[SOURCE MATERIAL — start]
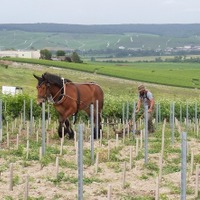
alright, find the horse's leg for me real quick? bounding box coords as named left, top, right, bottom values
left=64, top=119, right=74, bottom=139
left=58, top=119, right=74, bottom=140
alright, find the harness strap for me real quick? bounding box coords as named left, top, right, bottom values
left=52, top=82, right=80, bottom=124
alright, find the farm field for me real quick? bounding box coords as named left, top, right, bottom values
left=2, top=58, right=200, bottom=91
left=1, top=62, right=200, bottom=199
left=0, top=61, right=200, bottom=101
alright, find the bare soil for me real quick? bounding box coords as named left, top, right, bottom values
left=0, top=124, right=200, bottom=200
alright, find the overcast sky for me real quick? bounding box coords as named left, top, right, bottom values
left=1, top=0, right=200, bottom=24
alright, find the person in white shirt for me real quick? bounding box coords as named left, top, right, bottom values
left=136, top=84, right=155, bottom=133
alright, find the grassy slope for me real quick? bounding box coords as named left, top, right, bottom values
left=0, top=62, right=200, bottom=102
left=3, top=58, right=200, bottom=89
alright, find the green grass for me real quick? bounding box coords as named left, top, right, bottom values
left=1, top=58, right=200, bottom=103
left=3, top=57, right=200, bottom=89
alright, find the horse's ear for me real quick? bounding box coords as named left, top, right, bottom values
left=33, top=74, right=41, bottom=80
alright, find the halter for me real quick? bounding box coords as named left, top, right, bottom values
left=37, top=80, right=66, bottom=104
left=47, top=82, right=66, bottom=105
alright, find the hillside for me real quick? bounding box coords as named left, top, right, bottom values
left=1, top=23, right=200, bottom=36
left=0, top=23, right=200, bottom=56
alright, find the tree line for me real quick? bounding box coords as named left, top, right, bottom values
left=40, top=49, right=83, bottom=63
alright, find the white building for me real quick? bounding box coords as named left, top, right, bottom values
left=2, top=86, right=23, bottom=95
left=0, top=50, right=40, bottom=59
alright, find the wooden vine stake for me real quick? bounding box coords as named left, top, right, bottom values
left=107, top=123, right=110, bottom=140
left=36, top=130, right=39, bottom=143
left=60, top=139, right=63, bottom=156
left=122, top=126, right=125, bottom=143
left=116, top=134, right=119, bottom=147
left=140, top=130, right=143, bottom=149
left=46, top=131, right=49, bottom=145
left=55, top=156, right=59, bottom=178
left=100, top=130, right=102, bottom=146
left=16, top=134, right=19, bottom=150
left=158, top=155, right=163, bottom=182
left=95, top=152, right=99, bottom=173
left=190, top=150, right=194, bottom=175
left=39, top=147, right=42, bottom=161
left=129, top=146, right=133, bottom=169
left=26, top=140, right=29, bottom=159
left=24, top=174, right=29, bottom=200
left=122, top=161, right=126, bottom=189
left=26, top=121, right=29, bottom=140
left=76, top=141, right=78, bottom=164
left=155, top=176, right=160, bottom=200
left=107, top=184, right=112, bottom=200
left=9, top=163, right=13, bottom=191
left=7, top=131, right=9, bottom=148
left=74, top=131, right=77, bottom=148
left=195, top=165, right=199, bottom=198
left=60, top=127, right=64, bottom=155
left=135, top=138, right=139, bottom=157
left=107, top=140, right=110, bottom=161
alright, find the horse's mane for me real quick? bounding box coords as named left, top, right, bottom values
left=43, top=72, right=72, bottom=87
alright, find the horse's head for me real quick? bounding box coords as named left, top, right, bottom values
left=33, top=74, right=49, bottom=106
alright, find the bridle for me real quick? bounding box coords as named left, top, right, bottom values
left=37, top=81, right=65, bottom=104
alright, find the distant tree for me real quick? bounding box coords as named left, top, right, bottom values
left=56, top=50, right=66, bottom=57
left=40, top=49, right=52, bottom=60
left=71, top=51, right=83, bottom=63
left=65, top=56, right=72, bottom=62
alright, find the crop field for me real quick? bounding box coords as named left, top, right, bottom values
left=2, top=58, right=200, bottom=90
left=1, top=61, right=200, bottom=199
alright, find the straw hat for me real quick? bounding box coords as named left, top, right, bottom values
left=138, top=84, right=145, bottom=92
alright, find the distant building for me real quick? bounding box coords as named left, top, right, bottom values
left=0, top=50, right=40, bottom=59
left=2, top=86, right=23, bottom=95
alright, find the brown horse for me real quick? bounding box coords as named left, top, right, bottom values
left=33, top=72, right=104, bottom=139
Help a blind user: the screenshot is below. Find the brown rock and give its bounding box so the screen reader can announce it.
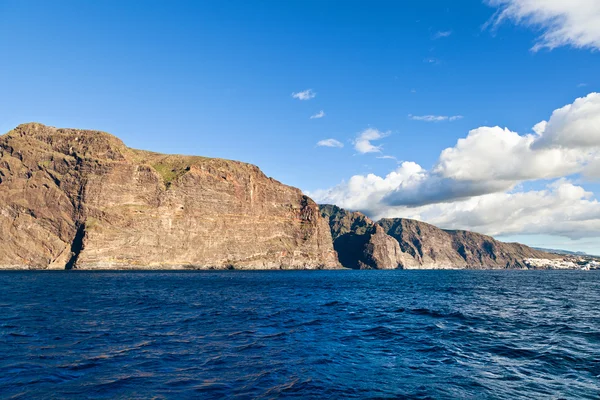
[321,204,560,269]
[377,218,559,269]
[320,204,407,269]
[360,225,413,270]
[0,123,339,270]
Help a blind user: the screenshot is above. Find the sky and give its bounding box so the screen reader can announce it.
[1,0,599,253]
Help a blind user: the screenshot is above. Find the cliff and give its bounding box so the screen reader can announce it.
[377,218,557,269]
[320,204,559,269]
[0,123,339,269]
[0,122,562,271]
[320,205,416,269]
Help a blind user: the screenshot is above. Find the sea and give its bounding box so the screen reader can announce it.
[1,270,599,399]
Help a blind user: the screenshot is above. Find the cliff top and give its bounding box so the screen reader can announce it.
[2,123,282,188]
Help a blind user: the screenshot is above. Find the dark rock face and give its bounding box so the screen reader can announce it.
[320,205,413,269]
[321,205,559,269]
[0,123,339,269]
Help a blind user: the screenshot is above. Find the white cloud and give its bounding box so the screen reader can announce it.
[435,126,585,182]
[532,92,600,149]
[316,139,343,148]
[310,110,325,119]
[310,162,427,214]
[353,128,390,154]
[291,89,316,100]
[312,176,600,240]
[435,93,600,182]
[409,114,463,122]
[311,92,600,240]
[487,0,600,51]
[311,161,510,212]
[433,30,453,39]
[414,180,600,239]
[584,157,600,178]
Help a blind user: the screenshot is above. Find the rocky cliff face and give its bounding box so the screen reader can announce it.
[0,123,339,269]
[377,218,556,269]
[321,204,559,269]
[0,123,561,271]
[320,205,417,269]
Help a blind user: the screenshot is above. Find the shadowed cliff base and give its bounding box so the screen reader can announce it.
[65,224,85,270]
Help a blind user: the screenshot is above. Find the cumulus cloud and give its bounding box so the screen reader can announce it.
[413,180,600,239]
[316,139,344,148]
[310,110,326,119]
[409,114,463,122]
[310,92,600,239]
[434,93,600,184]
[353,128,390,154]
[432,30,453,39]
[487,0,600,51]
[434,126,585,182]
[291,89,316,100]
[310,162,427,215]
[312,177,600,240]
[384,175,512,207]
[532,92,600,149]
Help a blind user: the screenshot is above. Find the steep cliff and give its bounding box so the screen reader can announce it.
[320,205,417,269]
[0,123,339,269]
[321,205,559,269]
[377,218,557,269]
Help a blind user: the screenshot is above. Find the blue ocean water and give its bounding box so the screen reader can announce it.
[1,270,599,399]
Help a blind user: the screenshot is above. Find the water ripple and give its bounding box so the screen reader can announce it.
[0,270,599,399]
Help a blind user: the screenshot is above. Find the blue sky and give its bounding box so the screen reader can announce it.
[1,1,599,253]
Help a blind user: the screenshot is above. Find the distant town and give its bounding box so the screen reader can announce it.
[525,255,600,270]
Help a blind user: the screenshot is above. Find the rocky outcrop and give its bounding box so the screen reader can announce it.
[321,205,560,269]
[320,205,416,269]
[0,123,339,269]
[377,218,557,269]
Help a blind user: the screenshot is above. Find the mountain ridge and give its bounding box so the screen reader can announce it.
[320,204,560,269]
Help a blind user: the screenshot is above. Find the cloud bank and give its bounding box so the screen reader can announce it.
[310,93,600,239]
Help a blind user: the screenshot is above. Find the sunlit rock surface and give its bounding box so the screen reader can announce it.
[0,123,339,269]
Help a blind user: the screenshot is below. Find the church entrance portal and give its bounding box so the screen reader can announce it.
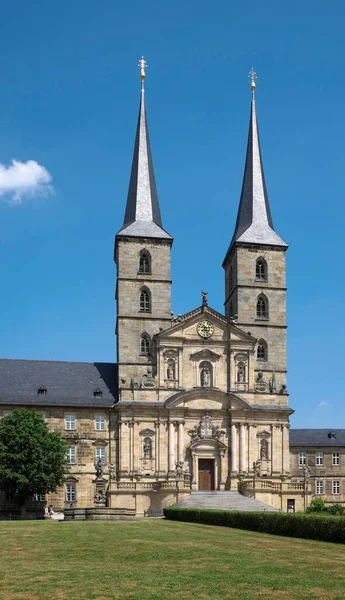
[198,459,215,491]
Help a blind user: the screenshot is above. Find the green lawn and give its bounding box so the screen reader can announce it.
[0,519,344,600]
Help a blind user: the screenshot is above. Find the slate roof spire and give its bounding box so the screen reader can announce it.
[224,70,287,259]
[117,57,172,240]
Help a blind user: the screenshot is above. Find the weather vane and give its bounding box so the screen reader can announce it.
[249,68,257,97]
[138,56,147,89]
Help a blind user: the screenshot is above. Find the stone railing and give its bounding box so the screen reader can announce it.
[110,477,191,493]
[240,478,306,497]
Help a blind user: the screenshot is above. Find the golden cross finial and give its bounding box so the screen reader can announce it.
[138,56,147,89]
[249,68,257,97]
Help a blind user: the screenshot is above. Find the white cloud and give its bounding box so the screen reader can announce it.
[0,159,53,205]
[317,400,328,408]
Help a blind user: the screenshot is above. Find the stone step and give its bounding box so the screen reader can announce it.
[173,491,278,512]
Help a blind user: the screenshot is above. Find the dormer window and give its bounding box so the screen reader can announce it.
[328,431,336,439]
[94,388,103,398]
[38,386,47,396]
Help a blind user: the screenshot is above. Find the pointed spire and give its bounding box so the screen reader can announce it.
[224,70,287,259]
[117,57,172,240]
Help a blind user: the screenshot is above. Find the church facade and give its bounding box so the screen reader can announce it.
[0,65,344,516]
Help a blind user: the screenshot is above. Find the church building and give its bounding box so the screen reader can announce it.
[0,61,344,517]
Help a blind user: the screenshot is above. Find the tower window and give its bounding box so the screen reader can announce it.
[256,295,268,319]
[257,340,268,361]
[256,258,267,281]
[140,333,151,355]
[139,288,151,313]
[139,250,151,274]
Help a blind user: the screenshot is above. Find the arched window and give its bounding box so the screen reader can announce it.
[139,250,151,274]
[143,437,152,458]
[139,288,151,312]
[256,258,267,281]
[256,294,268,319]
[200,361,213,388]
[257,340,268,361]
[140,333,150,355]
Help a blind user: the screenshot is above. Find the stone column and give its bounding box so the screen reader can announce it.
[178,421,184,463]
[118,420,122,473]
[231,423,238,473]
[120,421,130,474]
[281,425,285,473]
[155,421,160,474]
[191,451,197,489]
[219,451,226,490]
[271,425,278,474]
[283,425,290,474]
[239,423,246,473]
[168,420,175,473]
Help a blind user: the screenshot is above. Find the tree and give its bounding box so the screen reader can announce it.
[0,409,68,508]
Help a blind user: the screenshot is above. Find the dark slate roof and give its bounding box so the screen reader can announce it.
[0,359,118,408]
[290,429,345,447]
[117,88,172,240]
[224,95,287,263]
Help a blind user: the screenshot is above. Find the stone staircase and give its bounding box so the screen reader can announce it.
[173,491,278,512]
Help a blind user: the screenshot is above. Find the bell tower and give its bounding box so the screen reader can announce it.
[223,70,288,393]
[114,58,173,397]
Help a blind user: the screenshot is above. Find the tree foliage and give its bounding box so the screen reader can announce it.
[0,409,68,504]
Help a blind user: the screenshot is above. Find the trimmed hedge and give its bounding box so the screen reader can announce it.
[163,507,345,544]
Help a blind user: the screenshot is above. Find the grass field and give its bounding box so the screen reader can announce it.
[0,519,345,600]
[SOURCE MATERIAL — finish]
[SOURCE MATERIAL — start]
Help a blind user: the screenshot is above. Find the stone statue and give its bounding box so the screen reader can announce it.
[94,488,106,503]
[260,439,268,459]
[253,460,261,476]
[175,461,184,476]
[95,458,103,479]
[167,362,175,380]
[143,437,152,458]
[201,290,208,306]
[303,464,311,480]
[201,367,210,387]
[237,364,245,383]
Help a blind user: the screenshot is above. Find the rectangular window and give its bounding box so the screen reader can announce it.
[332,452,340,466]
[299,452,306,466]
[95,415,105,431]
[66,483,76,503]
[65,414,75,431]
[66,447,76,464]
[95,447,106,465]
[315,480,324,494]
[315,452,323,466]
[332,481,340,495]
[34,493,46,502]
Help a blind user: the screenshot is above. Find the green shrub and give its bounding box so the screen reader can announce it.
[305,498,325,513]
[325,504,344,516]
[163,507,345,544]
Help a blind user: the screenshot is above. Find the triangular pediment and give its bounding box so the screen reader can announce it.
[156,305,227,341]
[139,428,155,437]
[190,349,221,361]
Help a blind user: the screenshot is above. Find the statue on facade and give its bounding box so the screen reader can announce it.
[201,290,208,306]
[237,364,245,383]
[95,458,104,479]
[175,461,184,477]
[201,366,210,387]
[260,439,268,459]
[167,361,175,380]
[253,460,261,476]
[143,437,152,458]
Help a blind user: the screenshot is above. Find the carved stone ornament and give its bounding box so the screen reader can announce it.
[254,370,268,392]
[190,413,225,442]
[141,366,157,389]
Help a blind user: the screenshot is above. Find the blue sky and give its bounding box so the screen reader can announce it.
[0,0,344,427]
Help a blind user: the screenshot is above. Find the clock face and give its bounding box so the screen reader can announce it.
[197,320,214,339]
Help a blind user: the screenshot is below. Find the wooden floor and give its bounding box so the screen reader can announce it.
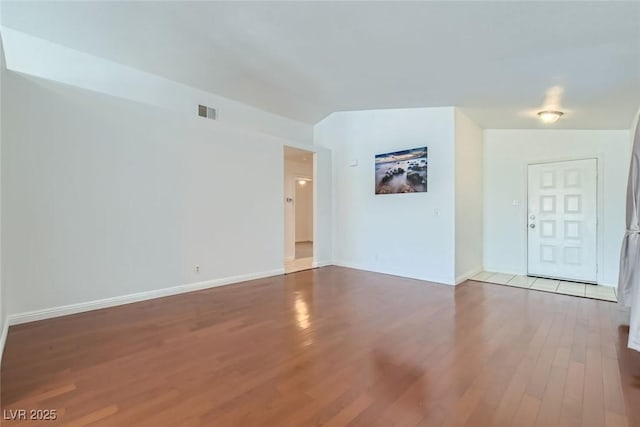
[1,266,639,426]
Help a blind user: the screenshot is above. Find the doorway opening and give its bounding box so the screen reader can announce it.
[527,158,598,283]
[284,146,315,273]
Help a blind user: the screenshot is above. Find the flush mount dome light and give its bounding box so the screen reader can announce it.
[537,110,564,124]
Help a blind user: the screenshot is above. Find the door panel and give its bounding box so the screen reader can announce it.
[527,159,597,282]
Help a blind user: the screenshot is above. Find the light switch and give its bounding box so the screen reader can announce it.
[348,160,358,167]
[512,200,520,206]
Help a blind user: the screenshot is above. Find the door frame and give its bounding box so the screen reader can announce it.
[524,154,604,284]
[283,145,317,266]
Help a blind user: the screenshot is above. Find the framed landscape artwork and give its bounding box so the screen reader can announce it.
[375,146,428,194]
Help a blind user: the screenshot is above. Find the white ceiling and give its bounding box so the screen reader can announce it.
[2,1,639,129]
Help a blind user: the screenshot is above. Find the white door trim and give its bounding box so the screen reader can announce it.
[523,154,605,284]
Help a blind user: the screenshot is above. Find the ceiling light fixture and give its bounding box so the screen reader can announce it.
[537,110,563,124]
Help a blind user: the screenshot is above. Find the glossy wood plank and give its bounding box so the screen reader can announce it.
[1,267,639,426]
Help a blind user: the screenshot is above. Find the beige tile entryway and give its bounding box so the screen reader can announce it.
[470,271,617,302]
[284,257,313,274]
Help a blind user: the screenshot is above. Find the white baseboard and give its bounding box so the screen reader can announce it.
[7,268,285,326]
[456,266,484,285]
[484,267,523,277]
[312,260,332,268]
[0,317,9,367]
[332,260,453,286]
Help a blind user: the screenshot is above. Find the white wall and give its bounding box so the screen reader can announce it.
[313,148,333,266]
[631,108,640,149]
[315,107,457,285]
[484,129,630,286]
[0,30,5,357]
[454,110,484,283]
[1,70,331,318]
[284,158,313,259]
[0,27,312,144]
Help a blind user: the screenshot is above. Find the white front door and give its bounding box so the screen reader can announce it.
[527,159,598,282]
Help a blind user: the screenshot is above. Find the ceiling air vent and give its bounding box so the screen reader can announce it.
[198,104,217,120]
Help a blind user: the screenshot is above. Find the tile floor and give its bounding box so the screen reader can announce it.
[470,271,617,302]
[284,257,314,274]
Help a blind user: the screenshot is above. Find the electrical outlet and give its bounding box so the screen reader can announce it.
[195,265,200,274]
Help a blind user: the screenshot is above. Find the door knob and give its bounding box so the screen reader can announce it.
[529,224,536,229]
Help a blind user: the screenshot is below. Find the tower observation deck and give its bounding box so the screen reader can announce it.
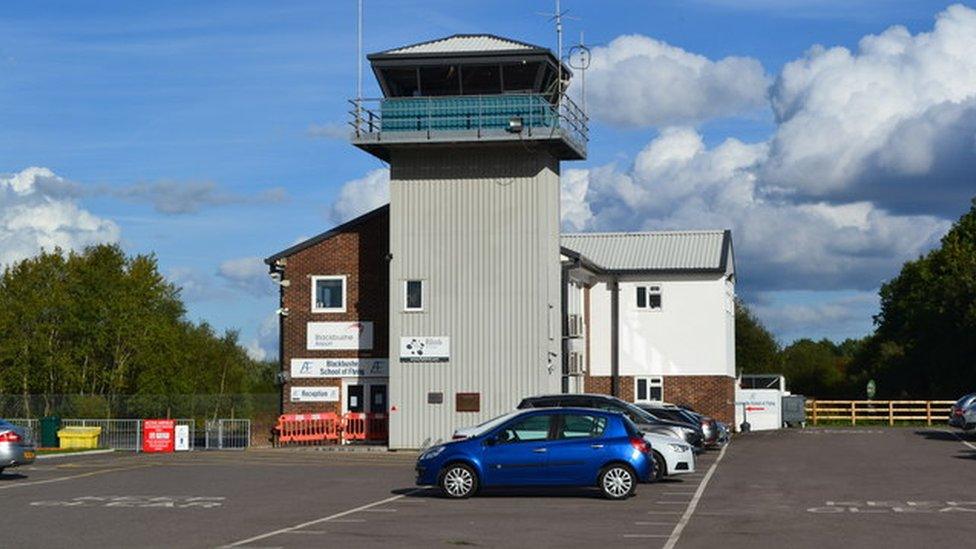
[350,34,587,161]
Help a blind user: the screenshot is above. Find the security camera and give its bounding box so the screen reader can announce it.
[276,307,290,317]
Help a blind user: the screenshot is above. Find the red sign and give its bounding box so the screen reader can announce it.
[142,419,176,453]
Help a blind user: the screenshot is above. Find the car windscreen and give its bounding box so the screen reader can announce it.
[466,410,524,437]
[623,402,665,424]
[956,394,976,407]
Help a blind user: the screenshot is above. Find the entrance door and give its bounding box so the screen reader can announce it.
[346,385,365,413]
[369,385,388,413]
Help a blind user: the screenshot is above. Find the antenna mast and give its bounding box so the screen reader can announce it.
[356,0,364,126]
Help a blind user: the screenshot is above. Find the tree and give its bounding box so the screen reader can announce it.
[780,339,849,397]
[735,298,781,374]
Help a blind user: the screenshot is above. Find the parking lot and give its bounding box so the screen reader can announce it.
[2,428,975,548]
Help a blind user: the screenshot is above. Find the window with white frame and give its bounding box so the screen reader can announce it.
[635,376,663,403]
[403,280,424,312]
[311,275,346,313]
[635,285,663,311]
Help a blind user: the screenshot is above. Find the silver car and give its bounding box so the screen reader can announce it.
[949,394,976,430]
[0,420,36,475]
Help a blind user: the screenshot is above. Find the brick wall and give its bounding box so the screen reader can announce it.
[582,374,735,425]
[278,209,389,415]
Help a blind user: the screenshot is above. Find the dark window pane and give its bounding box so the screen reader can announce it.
[SOURCE MATERIAL — finish]
[SOURCE MATERIAL — start]
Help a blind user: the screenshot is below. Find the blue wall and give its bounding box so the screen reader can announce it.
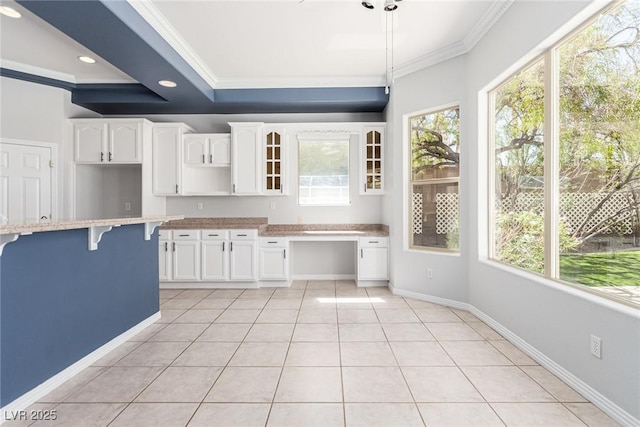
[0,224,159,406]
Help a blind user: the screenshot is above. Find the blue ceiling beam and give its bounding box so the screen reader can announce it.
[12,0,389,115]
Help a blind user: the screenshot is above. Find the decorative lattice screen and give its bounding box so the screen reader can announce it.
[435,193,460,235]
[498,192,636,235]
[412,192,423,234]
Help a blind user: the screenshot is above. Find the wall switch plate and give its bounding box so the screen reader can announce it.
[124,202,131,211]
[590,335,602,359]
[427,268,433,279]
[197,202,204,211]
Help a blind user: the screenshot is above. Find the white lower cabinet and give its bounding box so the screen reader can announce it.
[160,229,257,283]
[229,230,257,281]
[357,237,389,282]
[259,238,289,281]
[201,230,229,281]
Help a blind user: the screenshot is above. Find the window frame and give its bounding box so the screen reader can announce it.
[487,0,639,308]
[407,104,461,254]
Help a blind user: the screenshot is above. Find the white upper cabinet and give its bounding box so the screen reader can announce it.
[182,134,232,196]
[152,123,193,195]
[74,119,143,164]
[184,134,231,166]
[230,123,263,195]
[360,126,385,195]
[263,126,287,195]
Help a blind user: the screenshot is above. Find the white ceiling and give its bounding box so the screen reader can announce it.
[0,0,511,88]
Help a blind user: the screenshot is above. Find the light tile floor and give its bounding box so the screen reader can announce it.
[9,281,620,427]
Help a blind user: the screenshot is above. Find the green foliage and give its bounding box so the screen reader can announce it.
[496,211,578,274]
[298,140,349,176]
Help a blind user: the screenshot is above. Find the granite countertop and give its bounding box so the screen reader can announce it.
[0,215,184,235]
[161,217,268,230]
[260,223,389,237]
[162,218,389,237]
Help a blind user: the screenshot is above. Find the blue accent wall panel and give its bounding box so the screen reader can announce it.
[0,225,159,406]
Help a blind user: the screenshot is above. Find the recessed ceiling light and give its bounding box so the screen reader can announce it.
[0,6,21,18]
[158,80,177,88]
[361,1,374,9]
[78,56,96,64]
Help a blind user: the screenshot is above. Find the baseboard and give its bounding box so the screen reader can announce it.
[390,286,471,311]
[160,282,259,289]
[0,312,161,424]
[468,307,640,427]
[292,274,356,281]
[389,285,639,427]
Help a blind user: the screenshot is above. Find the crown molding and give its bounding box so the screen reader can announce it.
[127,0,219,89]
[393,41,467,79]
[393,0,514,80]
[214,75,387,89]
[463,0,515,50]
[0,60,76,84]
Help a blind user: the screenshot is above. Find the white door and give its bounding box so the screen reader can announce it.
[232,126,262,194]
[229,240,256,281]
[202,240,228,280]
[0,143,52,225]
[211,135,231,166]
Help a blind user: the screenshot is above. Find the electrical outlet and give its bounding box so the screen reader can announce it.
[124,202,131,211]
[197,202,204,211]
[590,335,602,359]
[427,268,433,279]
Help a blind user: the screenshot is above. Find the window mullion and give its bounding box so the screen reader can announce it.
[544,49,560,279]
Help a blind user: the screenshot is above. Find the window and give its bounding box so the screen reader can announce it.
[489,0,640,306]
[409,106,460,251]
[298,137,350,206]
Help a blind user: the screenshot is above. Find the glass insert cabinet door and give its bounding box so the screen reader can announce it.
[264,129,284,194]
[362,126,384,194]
[SOURCE MATERIAL — finish]
TRY IT - Give back precisely the lines above that start at the line containing "Help a blind user: the screenshot is above. Find the antenna" and end at the line containing "the dark window", inclusive. No other lines belong in the output.

RESULT OF THIS EXERCISE -
Help a blind user: the screenshot is above. Find the antenna mast and give its bounding box so the screen reader can announce it.
[356,0,364,126]
Help a blind user: the screenshot is above. Find the tree and give its bounding box so the screen reader can announce it.
[780,339,849,397]
[735,298,781,374]
Help a blind user: the screenshot is above. Find the parking lot and give its bounding box so the screen reader can announce it.
[2,428,975,548]
Help a blind user: the screenshot is above. Find the window with white frame and give its bounding box so the screen reader can announce it.
[635,376,663,403]
[403,280,424,312]
[311,275,346,313]
[635,285,663,311]
Help a blind user: the screenshot is above. Find the silver car and give its bounding box so the screen reader can announce it.
[949,394,976,430]
[0,420,36,475]
Help a blind user: the screenshot is above. Find the brick wall and give its bounding box so the screen reader can announce it.
[582,374,735,425]
[278,209,389,415]
Help a blind user: the screenshot is above. Find the dark window pane and give its bounding box so the screen reader can announce it.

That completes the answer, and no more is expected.